[INPUT Boundary: Start]

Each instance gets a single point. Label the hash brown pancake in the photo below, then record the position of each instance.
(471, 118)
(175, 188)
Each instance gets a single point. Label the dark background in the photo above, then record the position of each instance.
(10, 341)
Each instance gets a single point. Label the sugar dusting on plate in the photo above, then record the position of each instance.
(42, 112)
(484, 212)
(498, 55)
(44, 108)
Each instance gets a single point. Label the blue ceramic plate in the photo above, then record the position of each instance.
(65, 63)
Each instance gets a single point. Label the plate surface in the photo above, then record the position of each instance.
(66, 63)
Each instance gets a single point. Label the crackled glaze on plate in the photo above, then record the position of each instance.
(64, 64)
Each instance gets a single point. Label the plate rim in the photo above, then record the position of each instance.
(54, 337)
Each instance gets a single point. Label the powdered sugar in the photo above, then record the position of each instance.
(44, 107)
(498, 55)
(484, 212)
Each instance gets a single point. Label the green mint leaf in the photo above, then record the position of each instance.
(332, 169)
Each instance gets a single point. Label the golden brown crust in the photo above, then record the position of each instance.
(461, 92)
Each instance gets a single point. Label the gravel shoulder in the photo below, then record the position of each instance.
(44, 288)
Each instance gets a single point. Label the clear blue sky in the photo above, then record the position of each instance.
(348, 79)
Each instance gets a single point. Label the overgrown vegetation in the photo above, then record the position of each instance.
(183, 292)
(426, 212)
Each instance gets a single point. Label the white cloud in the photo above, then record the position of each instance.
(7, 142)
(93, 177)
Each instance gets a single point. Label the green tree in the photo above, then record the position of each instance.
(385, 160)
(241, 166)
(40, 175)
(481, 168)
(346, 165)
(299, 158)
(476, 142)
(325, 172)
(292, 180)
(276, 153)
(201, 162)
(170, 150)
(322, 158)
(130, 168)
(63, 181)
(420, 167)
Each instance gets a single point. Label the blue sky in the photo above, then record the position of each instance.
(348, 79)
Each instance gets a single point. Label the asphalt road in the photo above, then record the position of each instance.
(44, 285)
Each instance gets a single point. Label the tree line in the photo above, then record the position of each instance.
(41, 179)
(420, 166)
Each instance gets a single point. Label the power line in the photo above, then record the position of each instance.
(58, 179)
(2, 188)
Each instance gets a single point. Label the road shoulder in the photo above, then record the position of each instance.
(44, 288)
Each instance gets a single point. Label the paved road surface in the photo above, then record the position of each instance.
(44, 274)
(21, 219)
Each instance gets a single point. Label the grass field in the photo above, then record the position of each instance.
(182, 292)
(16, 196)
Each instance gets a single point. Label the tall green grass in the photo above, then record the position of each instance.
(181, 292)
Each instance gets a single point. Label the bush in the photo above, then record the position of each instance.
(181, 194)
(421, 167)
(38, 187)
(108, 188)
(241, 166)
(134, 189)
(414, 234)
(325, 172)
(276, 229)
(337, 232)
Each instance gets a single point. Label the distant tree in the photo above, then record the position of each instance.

[INPUT Boundary: End]

- ASSIGNMENT
Reproduce every line of the data verbatim.

- WRITTEN SOLUTION
Each instance gets a single point. Label the hash brown pancake in the photo below, then record the position of each instance.
(471, 118)
(175, 188)
Each instance gets a single point. Label the dark background in the photo above, then record the position of each instance.
(10, 341)
Each instance gets a single point. Label the sugar dusting on plate in the photo above, then record the position of each instance.
(42, 112)
(484, 212)
(498, 55)
(44, 108)
Each instance gets a single point. Label the blue ceramic plate in the photo above, then record the position of each instance.
(65, 63)
Each instance gets a single point. Label the plate surface in the photo above, then record the position of each instance.
(66, 63)
Each instance gets a single point. Label the crackled glaze on plate in the photo above, then record the position of each instance.
(64, 64)
Each instance gets a single point. Label the plate rim in the photo above, then record the position of each instance.
(54, 337)
Each instance gets a single point. Label the powdered sugar in the photo above, then record the position of each instance.
(44, 107)
(498, 55)
(484, 212)
Each instance gets a single point. Label the green mint leaf in the photo above, then record the position of each instance.
(332, 169)
Each instance gets a single point. Label the golden brown crust in the photo above, then record the position of each instance.
(461, 92)
Each instance gets a single point. Label the gravel shoulder in the photo below, then record the position of each instance.
(44, 288)
Each instance gets a single point. Label the clear blue sky in the photo above, then record the position of each instance.
(348, 79)
Each instance gets a single point. Label the overgrown vegetation in the photo above, then record the position of each instance.
(183, 292)
(426, 212)
Each instance gets a single point. Label the white cloud in the photo above, then record the position of each instance.
(7, 142)
(93, 177)
Each instance gets a single point. Label the green tree in the photo above, then record the position of each instance.
(385, 160)
(241, 166)
(40, 175)
(481, 168)
(346, 165)
(299, 158)
(476, 142)
(325, 172)
(292, 180)
(276, 153)
(201, 162)
(170, 150)
(322, 158)
(130, 168)
(63, 181)
(420, 167)
Each instance gets a single point. Label the blue sky in the photo above, then record the position of each instance.
(348, 79)
Each instance gets a single point. Label the asphalt road in the photo above, then record the position of each instance.
(44, 285)
Each instance gets a single point. Label the tree line in the photo above, then record the position of each instance.
(41, 179)
(420, 166)
Each instance gets a single point. Label the power line in the photo above, then record the position of each instance.
(58, 179)
(2, 188)
Each instance gets a single point. Label the road shoulder in the photo above, then record the position of each instance.
(44, 288)
Each instance gets a single point. Label the paved road surface in the photo above, then record the position of each instance.
(44, 274)
(21, 219)
Each instance gets a single point. Label the grass field in the photo above, then record the position of each instance.
(182, 292)
(16, 196)
Each instance gets a single point. Label the tall green grass in the photo above, then record the position of each instance.
(181, 292)
Each instance gets a single point. Label the bush in the photo above, then record the position of each instance.
(181, 194)
(421, 167)
(38, 187)
(108, 188)
(241, 166)
(134, 189)
(414, 234)
(325, 172)
(276, 229)
(337, 232)
Each instance gets a single point. Label the distant tree in the photo above, then record the position of each instance.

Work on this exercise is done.